[Items listed in a dataset]
"""
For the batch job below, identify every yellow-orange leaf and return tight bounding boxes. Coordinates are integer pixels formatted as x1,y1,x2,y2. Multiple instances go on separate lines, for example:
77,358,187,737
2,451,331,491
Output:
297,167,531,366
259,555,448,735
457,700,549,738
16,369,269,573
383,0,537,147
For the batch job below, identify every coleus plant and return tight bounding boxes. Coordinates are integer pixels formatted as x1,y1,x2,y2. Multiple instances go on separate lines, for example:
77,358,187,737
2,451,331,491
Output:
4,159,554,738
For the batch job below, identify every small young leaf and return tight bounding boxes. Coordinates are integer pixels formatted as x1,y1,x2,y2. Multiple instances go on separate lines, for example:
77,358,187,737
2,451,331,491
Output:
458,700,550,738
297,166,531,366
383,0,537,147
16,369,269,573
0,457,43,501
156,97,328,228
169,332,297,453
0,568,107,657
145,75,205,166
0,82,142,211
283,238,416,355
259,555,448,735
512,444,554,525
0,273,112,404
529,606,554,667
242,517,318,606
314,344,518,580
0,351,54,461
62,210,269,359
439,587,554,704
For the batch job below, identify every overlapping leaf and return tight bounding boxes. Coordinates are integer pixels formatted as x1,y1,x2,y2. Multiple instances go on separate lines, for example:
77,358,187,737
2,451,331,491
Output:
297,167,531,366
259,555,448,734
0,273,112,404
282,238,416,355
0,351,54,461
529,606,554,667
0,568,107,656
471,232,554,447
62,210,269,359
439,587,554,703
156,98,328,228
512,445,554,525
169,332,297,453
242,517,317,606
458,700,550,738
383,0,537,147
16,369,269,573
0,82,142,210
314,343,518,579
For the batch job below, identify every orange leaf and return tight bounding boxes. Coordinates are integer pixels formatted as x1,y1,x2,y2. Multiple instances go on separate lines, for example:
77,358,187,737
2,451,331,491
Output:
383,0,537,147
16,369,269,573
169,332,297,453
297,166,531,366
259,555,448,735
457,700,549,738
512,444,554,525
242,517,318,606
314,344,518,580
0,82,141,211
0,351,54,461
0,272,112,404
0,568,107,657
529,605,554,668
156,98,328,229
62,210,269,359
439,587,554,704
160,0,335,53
"""
● **WHAT THE EXERCISE ASKS**: In the entries above, count the lines that include "every" and write nothing but that number.

● **SOLUTION TO THIS TASK**: 5